PROVIDED INFORMATION section start

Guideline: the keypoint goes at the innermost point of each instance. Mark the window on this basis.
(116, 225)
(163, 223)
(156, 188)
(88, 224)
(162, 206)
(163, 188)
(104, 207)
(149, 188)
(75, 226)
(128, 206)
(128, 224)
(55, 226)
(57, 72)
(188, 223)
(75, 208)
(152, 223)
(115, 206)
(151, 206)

PROVIDED INFORMATION section end

### WORK TO BE COMPLETED:
Repeat the entries exactly as they appear.

### RESPONSE AREA:
Guideline: the keypoint goes at the innermost point of each instance. Mark the window on this basis.
(116, 225)
(163, 223)
(156, 188)
(88, 224)
(162, 206)
(163, 188)
(104, 207)
(149, 188)
(75, 226)
(128, 206)
(128, 224)
(55, 226)
(57, 72)
(188, 223)
(75, 208)
(152, 223)
(115, 206)
(151, 206)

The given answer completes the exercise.